__Requirements__
a. In the PyTorch Lightning issue below, list each distinct Python file name (the last part of each path) that appears in the traceback.
b. From the PyTorch Lightning issue below, quote the passage starting at "But the app" and ending at "self._save_model(filepath)".

__Document extract__
==================================================
Pytorch-lightning: save_function() not set with save_model callback?

Created on 18 Apr 2020 · 6Comments · Source: PyTorchLightning/pytorch-lightning

This is the callback in trainer()

trainer = pl.Trainer(
        callbacks=[ModelCheckpoint(monitor='val_loss',
filepath=os.path.join(hparams.default_root_dir,
'{epoch}-{val_loss:.2f}-{test_acc:.2f}'), verbose=True) ],

But the app crashes on the first epoch on the following error

Exception has occurred: ValueError
.save_function() not set
  File "/home/AAA/anaconda3/envs/BBB/lib/python3.7/site-packages/pytorch_lightning/callbacks/model_checkpoint.py", line 133, in _save_model
    raise ValueError(".save_function() not set")
  File "/home/AAA/anaconda3/envs/BBB/lib/python3.7/site-packages/pytorch_lightning/callbacks/model_checkpoint.py", line 240, in _do_check_save
    self._save_model(filepath)
  File "/home/AAA/anaconda3/envs/BBB/lib/python3.7/site-packages/pytorch_lightning/callbacks/model_checkpoint.py", line 208, in on_validation_end
    self._do_check_save(filepath, current, epoch)
  File "/home/AAA/anaconda3/envs/BBB/lib/python3.7/site-packages/pytorch_lightning/trainer/callback_hook.py", line 63, in on_validation_end
    callback.on_validation_end(self, self.get_model())
  File "/home/AAA/anaconda3/envs/BBB/lib/python3.7/site-packages/pytorch_lightning/trainer/training_loop.py", line 792, in call_checkpoint_callback
    self.on_validation_end()
  File "/home/AAA/anaconda3/envs/BBB/lib/python3.7/site-packages/pytorch_lightning/trainer/training_loop.py", line 477, in run_training_epoch
    self.call_checkpoint_callback()
  File "/home/AAA/anaconda3/envs/BBB/lib/python3.7/site-packages/pytorch_lightning/trainer/training_loop.py", line 363, in train
    self.run_training_epoch()
  File "/home/AAA/anaconda3/envs/BBB/lib/python3.7/site-packages/pytorch_lightning/trainer/trainer.py", line 865, in run_pretrain_routine
    self.train()
  File "/home/AAA/anaconda3/envs/BBB/lib/python3.7/site-packages/pytorch_lightning/trainer/distrib_parts.py", line 477, in single_gpu_train
    self.run_pretrain_routine(model)
  File "/home/AAA/anaconda3/envs/BBB/lib/python3.7/site-packages/pytorch_lightning/trainer/trainer.py", line 705, in fit
    self.single_gpu_train(model)
  File "/home/AAA/PycharmProjects/DL2020LiorWolf/train.py", line 110, in main_train
    trainer.fit(model)
  File "/home/AAA/PycharmProjects/DL2020LiorWolf/train.py", line 40, in main
    main_train(model_class_pointer, hyperparams, logger)
  File "/home/AAA/PycharmProjects/DL2020LiorWolf/train.py", line 118, in <module>
    main()
  File "/home/AAA/anaconda3/envs/BBB/lib/python3.7/runpy.py", line 85, in _run_code
    exec(code, run_globals)
  File "/home/AAA/anaconda3/envs/BBB/lib/python3.7/runpy.py", line 96, in _run_module_code
    mod_name, mod_spec, pkg_name, script_name)
==================================================
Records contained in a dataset
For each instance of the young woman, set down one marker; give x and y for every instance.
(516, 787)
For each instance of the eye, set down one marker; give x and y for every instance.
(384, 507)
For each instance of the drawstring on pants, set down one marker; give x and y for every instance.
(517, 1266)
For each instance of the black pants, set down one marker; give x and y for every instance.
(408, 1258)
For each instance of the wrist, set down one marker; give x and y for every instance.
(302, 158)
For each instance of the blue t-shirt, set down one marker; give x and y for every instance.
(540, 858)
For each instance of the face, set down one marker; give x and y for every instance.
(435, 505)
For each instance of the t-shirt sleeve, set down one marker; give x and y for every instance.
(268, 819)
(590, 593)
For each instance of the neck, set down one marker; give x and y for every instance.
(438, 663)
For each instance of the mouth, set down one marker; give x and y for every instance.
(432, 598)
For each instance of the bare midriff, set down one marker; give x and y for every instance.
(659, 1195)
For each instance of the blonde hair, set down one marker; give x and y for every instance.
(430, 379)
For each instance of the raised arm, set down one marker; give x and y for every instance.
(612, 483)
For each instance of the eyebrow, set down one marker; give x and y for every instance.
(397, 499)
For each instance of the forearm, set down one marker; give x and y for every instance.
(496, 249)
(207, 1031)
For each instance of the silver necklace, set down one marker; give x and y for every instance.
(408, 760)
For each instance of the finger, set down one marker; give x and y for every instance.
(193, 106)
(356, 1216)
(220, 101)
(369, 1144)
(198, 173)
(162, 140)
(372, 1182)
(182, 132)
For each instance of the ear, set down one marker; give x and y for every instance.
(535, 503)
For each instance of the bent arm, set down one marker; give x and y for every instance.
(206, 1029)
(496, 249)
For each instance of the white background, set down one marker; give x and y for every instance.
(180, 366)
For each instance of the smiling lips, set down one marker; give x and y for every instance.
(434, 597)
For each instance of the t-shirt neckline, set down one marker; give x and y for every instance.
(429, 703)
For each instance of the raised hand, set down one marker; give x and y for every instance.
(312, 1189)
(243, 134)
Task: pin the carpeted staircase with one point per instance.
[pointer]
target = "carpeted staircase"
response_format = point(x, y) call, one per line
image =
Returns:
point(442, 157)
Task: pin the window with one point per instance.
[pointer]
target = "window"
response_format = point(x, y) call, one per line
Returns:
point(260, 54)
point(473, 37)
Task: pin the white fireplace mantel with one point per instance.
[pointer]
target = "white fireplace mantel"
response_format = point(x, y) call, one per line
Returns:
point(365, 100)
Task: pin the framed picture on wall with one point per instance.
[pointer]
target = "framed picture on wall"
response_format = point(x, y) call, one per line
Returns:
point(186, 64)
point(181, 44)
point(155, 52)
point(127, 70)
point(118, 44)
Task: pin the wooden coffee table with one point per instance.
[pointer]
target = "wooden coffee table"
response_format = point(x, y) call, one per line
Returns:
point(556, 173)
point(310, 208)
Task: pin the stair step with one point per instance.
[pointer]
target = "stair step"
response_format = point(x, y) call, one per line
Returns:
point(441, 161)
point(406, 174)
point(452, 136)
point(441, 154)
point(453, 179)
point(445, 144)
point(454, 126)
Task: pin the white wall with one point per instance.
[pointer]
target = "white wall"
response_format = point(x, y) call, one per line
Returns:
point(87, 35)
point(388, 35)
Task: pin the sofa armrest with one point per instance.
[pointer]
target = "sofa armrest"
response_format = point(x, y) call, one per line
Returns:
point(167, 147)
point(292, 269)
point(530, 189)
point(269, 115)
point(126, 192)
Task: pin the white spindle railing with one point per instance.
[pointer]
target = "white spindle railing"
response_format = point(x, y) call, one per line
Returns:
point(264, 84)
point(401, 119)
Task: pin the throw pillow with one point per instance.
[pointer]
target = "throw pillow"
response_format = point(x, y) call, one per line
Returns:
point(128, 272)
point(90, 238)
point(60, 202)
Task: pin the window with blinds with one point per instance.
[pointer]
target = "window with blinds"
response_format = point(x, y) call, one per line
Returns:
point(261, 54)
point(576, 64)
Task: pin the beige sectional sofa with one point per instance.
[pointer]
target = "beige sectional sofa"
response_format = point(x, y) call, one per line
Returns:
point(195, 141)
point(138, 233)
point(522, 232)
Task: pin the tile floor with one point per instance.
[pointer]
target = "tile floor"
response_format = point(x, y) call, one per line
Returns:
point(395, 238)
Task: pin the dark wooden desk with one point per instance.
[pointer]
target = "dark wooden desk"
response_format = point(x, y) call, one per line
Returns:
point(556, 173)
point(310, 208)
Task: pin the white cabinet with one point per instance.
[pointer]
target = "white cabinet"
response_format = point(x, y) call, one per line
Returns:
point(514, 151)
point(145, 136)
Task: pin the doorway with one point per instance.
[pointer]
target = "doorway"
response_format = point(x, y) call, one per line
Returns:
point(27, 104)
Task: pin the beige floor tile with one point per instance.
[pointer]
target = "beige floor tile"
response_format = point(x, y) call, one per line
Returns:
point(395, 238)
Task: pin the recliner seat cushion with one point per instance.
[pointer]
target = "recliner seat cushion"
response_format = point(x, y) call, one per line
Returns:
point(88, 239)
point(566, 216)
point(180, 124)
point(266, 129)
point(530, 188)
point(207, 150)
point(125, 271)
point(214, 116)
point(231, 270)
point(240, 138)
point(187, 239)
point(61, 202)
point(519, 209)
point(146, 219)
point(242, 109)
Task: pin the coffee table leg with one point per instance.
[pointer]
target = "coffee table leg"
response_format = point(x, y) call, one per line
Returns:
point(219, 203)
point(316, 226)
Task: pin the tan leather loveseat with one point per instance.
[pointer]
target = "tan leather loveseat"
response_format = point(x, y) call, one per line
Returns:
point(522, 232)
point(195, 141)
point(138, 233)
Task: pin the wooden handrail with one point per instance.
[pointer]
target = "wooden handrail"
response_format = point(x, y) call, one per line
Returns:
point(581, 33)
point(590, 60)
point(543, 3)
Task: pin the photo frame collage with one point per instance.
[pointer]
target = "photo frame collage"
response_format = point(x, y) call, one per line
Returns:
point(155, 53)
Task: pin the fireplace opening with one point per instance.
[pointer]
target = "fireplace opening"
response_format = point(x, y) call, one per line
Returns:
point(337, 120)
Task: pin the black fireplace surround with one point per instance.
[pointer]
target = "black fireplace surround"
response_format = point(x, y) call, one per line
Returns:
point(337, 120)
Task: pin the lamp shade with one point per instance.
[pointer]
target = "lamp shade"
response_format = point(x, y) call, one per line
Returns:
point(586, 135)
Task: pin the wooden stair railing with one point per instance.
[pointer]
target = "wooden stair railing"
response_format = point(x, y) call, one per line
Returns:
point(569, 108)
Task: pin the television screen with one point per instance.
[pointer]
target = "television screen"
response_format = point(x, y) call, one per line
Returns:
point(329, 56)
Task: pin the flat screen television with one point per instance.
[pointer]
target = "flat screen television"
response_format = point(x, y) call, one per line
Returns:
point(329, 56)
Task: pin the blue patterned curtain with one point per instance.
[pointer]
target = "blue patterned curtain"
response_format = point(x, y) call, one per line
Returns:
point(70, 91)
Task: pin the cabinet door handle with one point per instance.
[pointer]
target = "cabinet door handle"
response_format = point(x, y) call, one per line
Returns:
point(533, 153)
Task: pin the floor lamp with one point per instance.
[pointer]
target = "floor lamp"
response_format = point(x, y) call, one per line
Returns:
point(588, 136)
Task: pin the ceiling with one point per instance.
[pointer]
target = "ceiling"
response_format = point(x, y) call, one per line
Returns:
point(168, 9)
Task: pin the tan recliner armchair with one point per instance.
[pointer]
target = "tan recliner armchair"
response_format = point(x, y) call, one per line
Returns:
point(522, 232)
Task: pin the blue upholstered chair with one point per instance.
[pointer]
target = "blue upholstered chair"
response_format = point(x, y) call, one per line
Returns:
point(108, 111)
==================================================
__Answers provided__
a. model_checkpoint.py, callback_hook.py, training_loop.py, trainer.py, distrib_parts.py, train.py, runpy.py

b.
But the app crashes on the first epoch on the following error

Exception has occurred: ValueError
.save_function() not set
  File "/home/AAA/anaconda3/envs/BBB/lib/python3.7/site-packages/pytorch_lightning/callbacks/model_checkpoint.py", line 133, in _save_model
    raise ValueError(".save_function() not set")
  File "/home/AAA/anaconda3/envs/BBB/lib/python3.7/site-packages/pytorch_lightning/callbacks/model_checkpoint.py", line 240, in _do_check_save
    self._save_model(filepath)